→ **Yazılı görev 1**
İhracat yazısına göre aşağıdaki soruları yanıtlayın.
(a) Türkiye 1946 yılında kaç milyon dolarlık ihracat yapmış?
(b) Döviz kazandırıcı faaliyetlerin başında hangisi geliyor?
(c) 2021 yılında endeksin aylık ortalaması kaç olmuş?
→ **Yazılı görev 2**
İhracat yazısının anlattığı Yeni Ekonomik Model'in (YEM) öngördüğü bütün gelişmeleri sıralayın.
→ **Yazılı görev 3**
İhracat yazısına göre Türkiye cari açığı nasıl kapatıyor ve bu yola neden ihtiyaç duyuyor? Bir ila üç cümleyle açıklayın.

Türkiye’nin en büyük yalanı: İhracatla kalkınma…
Türkiye’nin dış ticareti en son 1946 yılında fazla vermiş. O yıl 214,6 milyon dolar ihracat yapmış ülkemiz; 118,9 milyon dolar da ithalat. Yani 95,7 milyon dolar ticaret fazlası vermişiz.
Ne demek dış ticaret fazlası vermek? Sattığımız mallarla elde ettiğimiz gelirin aldıklarımızdan fazla olması demek.
1946’da, savaş sebebiyle elde ettiğimiz bu ticaret fazlası, dediğim gibi bizim için son olmuş. Ondan sonra dış ticaretimiz hep açık veriyor; hem de devasa açıklar. Yani yurt dışından aldıklarımıza verdiğimiz para sattıklarımızdan elde ettiğimizden daha fazla.
Bu aradaki farkı kapatmak için çeşitli döviz kazandırıcı faaliyetlerimiz var; bunların başında elbette turizm geliyor.
Ama bize hiçbir zaman o gelirler de yetmiyor, o yüzden cari işlemler hesabımız sürekli açık veriyor; kısacası cari açık veriyoruz.
Peki bu açığı nasıl kapatıyoruz? Yurt dışından borç alarak.
Hatırlayalım, Yeni Ekonomik Model (YEM) neydi? TL’nin değeri düşecek, “rekabetçi kur” olacak; bu sayede ihracat artacak, ithalat azalacak; o sayede cari fazla vereceğiz ve zenginleşeceğiz…
Bu model ilan edildiğinde ben dahil pek çok kişi itiraz etti, modelin tek sonucunun vatandaşı fakirleştirmek olacağı söylendi. Ciddi iktisatçıların tamamı, “Kuru düşük tutarak ihracat arttırılmaz” dedi.
Şimdi elimizde 2021 yılına ait verilerin neredeyse tamamı var. Sonuçlar çok çarpıcı.
Türkiye İstatistik Kurumu’nun her ay açıkladığı endekslerden biri, ihracat ve ithalatın birim değerlerine bakan endeks.
Birim dediğiniz kilo yani. Yaptığımız ihracatın kilo cinsinden ağırlığını ölçüyoruz ve endeksliyoruz. Bakın mesela 2020 yılında ihracat miktarlarımız çok oynamış ama yıl boyunca endeksin aldığı değerleri topladığımda 1430,7 rakamını buluyorum. 2020 için endeksin ortalama değeri 119,2 oluyor.
2021’de aynı işlemi yaptığımda toplam değer 1798,8’e yükseliyor; aylık ortalama ise 149,9.
Şunu rahatlıkla söyleyebiliriz: 2020 yılında eğer ihracatımız 100 kiloyduysa, 2021’de bunu 125,7 kiloya çıkarttık.

→ **Çıkarılan veriler**

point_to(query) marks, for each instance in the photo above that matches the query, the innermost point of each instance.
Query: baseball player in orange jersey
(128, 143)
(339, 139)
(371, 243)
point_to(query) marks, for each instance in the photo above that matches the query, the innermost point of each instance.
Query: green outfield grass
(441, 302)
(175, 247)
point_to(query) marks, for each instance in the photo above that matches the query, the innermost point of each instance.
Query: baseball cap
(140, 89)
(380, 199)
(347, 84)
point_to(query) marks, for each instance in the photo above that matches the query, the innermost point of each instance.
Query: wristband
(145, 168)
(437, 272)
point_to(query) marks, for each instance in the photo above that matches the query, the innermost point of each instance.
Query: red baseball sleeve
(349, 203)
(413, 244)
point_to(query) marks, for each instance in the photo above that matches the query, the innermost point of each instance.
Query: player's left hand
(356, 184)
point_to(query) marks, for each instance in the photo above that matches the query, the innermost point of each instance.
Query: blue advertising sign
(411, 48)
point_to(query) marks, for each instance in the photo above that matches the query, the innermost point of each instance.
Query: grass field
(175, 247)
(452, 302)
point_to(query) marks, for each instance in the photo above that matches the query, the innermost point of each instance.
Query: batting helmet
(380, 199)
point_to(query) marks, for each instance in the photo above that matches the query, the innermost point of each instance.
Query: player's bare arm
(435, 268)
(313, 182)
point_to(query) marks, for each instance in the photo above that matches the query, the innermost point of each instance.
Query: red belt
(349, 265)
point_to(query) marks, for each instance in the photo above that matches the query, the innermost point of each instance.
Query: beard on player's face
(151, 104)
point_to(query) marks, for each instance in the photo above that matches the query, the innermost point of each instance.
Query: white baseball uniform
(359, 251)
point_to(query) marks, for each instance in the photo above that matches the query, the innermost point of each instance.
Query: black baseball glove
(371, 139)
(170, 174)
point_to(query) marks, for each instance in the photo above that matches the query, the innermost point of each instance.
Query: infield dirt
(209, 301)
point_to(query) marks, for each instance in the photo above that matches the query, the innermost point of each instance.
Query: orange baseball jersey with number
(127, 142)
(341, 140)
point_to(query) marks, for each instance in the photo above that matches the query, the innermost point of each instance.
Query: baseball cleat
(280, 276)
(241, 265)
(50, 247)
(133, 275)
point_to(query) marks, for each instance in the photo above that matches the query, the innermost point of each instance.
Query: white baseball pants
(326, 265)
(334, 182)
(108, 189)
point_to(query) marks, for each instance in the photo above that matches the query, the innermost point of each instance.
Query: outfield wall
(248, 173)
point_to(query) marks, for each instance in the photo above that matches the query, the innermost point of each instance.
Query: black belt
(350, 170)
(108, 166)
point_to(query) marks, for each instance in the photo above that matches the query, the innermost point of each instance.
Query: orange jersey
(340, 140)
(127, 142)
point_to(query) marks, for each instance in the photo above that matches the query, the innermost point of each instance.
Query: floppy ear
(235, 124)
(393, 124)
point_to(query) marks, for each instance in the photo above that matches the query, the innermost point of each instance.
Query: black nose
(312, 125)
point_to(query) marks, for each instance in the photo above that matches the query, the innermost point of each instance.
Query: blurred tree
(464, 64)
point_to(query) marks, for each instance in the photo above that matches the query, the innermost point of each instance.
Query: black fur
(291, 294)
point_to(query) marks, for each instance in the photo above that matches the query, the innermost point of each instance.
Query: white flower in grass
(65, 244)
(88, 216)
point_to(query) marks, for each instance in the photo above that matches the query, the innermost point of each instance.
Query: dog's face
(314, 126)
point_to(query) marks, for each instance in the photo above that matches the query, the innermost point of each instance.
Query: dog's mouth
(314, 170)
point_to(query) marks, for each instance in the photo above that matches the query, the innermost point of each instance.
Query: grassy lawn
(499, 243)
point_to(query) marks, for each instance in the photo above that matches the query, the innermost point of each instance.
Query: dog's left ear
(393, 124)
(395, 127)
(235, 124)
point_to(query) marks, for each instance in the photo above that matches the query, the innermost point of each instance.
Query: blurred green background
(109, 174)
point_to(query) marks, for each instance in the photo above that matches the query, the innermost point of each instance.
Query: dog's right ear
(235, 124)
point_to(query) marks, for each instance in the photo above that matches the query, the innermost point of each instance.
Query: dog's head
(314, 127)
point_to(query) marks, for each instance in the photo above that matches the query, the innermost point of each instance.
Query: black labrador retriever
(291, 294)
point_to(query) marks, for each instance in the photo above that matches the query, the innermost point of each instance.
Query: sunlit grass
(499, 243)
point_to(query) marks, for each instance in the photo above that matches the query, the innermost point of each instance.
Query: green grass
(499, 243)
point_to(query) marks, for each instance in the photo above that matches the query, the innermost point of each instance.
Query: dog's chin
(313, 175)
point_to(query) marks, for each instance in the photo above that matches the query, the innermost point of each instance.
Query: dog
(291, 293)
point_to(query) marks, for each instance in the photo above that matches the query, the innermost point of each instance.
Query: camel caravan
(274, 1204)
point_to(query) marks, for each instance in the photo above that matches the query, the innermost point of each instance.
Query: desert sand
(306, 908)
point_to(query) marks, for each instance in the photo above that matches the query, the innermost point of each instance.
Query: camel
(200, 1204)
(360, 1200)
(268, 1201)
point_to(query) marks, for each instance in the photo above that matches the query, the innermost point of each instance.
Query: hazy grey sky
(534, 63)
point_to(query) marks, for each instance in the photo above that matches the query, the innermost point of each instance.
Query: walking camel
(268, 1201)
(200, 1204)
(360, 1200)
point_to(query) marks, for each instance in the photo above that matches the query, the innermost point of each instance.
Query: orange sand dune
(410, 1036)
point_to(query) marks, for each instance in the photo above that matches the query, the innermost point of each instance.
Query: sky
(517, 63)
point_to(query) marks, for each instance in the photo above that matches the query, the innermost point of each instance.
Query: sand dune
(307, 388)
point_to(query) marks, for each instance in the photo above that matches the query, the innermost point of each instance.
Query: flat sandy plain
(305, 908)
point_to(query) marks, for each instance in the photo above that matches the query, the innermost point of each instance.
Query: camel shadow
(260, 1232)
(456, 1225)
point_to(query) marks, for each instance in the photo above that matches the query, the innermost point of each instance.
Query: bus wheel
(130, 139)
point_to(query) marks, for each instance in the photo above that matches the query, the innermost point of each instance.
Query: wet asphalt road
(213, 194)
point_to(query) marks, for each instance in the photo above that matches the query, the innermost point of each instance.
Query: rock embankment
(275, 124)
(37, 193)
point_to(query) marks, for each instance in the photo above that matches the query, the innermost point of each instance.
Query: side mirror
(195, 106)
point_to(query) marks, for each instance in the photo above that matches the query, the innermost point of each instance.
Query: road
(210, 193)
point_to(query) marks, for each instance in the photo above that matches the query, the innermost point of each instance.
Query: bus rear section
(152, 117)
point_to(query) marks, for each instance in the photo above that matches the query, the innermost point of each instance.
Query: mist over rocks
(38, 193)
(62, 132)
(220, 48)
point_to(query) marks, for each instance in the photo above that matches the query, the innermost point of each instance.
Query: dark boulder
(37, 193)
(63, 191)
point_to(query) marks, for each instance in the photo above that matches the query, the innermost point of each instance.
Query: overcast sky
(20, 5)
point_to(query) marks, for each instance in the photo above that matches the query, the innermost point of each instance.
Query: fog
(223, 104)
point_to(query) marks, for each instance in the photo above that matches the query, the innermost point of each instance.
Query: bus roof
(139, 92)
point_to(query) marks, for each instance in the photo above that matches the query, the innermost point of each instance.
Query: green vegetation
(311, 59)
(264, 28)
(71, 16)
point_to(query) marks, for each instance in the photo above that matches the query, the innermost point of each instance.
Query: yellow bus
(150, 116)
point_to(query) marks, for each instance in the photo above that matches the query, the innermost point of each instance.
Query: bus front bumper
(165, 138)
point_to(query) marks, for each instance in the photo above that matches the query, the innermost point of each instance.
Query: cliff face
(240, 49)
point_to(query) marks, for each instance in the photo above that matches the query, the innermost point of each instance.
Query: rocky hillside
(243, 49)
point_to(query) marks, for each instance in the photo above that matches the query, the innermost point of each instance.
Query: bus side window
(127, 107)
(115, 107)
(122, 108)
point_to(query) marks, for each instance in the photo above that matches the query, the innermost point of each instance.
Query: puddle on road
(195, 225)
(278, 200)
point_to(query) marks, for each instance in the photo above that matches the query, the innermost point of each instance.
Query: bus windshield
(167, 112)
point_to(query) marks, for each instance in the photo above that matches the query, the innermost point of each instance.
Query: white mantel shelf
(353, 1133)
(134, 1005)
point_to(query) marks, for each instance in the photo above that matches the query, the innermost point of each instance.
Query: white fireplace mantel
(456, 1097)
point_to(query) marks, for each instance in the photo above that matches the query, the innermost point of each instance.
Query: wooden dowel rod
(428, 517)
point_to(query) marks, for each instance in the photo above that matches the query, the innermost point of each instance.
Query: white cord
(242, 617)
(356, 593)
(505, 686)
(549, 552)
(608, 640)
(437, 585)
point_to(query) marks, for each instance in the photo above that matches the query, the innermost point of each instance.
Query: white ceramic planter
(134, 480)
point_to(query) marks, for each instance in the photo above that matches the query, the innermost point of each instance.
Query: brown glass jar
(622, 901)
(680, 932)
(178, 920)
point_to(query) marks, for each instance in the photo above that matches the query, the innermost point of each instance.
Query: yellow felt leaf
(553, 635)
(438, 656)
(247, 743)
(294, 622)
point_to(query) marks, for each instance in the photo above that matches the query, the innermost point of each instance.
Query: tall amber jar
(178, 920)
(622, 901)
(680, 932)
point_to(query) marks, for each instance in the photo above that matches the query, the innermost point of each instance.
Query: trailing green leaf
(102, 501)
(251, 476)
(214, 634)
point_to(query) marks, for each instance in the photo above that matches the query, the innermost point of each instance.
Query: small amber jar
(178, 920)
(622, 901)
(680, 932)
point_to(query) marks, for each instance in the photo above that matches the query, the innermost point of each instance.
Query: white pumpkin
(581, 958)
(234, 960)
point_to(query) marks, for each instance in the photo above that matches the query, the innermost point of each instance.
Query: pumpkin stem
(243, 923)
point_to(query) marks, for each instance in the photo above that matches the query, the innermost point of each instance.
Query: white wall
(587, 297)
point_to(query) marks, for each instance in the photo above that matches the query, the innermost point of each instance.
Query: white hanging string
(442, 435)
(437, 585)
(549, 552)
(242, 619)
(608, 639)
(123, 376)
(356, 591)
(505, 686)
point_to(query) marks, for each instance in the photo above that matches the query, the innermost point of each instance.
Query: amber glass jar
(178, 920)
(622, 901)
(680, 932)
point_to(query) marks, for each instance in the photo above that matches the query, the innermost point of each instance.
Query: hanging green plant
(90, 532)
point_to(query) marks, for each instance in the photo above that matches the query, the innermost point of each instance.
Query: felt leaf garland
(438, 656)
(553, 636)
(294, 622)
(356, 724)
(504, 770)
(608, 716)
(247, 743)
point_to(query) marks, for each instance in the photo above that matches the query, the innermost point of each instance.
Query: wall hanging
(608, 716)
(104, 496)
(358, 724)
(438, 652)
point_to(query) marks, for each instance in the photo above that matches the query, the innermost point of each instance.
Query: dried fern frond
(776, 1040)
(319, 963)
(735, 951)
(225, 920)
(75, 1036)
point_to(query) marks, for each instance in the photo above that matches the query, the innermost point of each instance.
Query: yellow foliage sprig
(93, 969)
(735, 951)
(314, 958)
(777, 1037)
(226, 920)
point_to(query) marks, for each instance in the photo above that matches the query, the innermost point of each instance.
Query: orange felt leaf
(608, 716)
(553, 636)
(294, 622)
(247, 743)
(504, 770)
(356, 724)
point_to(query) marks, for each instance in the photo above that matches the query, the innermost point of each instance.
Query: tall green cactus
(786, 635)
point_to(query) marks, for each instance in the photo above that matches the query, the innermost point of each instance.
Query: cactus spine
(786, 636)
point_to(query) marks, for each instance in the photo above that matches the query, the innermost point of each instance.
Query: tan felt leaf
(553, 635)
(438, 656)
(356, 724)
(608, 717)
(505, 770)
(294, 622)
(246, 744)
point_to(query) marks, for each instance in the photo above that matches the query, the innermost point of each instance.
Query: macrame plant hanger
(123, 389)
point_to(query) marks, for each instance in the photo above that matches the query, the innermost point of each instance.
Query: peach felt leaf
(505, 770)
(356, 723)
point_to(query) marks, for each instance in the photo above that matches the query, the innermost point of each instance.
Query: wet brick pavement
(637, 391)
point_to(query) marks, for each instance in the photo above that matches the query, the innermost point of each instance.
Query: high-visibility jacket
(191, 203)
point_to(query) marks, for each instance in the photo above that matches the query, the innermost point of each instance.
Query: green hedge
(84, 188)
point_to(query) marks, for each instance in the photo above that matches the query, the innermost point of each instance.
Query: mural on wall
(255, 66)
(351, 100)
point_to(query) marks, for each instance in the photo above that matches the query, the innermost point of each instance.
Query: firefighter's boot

→ **Tamamlanmış cevap 1**
(a) 214,6 milyon dolar.
(b) Turizm.
(c) 149,9.

→ **Tamamlanmış cevap 2**
- TL'nin değeri düşecek.
- "Rekabetçi kur" olacak.
- İhracat artacak.
- İthalat azalacak.
- Cari fazla verilecek.
- Zenginleşilecek.

→ **Tamamlanmış cevap 3**
Türkiye 1946'dan beri sürekli dış ticaret açığı veriyor ve turizm gibi döviz kazandırıcı faaliyetlerden gelen gelir bu açığı kapatmaya yetmiyor. Bu yüzden cari işlemler hesabı açık veriyor. Bu açık da yurt dışından borç alınarak kapatılıyor.